Reproduce the stretch from the line containing "Question. For every instance of the blurred" through the end of the material below, word for word.

-- start of TASK INPUT --

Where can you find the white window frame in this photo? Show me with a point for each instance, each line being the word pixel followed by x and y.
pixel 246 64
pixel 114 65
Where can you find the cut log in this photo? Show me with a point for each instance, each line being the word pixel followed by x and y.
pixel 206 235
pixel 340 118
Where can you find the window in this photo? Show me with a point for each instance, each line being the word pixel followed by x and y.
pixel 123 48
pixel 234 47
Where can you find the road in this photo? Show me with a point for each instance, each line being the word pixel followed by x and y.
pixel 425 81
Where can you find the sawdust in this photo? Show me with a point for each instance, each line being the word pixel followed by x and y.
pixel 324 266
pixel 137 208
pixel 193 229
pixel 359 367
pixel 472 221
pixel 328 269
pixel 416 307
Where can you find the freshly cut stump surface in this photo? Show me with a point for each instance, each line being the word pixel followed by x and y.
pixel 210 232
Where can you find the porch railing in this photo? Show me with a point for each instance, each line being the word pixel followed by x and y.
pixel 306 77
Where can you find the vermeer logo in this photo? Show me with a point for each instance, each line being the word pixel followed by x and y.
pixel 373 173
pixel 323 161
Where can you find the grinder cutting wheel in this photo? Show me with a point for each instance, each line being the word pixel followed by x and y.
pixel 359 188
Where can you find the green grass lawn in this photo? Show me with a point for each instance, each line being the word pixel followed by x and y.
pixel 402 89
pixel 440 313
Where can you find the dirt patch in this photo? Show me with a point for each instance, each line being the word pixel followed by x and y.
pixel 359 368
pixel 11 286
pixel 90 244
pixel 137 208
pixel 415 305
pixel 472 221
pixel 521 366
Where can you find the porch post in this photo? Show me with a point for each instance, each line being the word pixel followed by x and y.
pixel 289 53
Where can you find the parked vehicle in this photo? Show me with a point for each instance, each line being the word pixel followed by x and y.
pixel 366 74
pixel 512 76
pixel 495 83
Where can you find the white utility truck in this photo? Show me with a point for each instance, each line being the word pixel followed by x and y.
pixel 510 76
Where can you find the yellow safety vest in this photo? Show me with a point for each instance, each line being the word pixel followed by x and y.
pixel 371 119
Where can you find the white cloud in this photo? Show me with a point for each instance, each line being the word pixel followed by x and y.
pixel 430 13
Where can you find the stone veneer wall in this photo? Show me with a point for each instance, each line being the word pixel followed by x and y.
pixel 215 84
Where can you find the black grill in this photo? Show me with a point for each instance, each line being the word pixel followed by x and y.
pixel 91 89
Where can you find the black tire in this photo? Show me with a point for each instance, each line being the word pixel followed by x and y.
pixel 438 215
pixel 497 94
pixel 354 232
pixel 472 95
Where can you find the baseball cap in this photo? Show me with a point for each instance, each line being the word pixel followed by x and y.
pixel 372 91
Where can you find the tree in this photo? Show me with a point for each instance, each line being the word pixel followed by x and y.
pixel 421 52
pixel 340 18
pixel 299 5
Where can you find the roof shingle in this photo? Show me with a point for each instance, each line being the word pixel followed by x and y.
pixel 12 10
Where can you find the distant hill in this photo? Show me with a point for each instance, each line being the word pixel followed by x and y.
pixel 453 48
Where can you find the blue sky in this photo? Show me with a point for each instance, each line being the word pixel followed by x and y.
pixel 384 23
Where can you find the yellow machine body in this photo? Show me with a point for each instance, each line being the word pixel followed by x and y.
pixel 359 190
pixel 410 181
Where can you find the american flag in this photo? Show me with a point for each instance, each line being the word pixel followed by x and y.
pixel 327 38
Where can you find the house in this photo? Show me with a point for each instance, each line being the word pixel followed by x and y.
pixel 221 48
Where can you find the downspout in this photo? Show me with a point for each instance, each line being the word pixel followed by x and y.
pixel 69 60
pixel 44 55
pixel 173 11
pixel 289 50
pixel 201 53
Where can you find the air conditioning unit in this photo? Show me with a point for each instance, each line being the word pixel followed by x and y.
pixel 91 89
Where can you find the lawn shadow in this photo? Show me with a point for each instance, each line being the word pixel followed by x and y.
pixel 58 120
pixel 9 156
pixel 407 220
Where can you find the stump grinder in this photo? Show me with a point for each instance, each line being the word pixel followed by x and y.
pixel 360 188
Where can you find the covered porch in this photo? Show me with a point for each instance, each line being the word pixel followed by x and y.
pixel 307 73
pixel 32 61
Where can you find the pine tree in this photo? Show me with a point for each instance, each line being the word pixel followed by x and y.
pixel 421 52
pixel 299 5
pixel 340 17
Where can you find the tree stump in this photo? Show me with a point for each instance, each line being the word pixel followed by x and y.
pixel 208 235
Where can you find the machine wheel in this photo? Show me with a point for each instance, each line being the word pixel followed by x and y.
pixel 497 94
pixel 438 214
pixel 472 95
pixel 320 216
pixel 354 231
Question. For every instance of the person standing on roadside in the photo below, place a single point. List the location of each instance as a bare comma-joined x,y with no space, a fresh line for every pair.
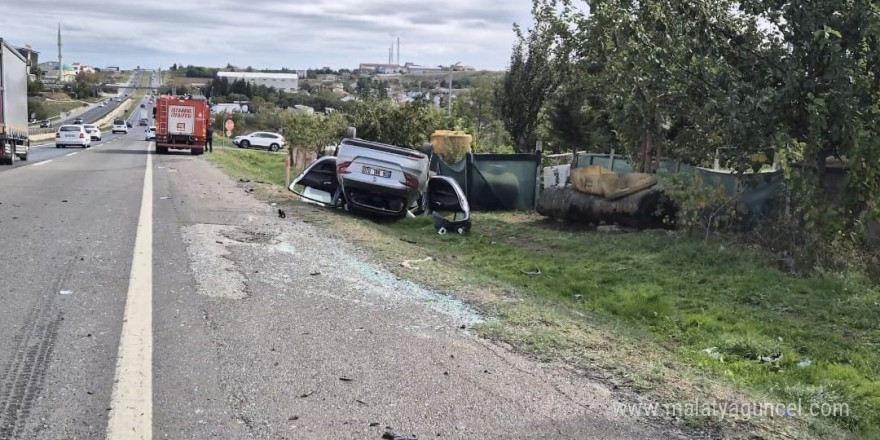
209,138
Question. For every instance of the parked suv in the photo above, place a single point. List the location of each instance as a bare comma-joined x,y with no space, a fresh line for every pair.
93,131
260,139
72,135
119,126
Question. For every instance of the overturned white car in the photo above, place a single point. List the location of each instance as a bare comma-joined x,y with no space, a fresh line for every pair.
380,180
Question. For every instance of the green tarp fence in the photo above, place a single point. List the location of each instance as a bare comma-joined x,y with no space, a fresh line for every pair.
761,192
494,182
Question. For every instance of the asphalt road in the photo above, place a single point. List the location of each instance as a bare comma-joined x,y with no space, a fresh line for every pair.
96,112
149,296
46,151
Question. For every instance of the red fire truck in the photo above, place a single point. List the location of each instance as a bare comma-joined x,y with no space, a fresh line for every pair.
181,122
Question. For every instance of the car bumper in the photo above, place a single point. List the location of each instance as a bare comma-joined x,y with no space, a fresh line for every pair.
378,200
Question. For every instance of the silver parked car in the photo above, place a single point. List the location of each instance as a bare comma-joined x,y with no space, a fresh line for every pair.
260,139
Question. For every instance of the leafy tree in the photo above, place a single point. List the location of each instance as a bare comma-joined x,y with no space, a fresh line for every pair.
669,72
477,109
828,88
528,82
407,125
314,132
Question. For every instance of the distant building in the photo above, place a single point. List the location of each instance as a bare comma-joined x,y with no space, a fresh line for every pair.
32,57
79,67
301,109
50,71
415,68
381,68
227,108
284,82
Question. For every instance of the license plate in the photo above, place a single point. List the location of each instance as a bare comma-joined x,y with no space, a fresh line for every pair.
377,172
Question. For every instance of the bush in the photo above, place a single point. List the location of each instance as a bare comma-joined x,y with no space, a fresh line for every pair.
700,205
407,125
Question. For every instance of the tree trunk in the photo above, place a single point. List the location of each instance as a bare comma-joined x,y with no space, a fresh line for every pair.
645,166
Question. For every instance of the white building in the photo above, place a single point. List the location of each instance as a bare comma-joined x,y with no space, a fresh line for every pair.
284,82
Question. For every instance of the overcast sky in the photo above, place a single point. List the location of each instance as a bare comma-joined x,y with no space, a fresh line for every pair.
296,34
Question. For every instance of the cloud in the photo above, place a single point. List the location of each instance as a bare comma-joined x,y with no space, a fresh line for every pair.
268,33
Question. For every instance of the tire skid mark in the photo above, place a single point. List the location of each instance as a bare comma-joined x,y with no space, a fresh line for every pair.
24,375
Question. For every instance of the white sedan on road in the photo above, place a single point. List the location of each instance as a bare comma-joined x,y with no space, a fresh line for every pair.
72,135
260,139
93,131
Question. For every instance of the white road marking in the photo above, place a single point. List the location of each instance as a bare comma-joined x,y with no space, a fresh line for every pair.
131,414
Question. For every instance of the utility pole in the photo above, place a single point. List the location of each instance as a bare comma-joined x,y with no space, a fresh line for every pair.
449,100
449,104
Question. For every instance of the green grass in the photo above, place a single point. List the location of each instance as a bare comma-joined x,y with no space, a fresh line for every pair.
689,296
671,297
256,165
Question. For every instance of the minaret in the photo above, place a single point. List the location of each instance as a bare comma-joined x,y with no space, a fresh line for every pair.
60,66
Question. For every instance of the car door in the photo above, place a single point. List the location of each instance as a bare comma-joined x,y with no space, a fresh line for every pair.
447,204
318,183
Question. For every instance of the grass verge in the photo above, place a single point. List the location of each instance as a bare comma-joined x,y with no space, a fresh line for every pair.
663,316
256,165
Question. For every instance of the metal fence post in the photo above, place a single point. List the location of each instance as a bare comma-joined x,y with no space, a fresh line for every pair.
538,152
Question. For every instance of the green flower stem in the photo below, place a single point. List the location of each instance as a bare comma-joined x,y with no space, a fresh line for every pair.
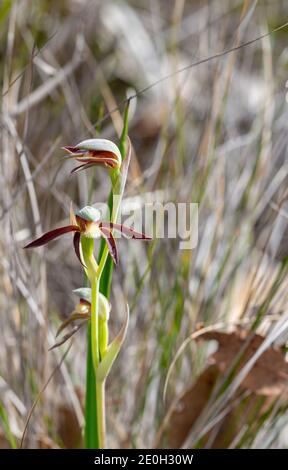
100,392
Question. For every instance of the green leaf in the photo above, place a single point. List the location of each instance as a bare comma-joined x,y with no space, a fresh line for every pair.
89,213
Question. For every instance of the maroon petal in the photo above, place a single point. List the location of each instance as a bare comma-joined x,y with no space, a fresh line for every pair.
101,159
47,237
111,243
82,167
126,231
76,241
74,150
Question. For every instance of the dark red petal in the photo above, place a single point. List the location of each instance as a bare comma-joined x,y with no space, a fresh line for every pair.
82,167
76,241
73,150
126,231
47,237
111,243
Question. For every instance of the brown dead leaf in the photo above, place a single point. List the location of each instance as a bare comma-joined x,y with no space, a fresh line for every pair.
183,415
266,381
268,377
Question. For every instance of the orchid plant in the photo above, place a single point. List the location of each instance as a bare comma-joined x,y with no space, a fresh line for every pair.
93,306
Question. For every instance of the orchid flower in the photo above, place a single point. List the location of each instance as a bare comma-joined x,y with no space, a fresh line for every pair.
87,223
95,152
82,313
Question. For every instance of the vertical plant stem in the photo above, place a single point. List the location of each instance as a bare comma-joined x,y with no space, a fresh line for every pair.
100,392
100,280
91,428
95,321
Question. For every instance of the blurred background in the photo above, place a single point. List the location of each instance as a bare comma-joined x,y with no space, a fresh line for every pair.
203,364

-- end of TASK INPUT --

• _ANSWER FOR THIS EXERCISE_
Question. For every instance of the blurred background in the photo above, place a single point. List the location of each instance as a bare comma-joined x,y with no space, a fresh line for every pair.
203,364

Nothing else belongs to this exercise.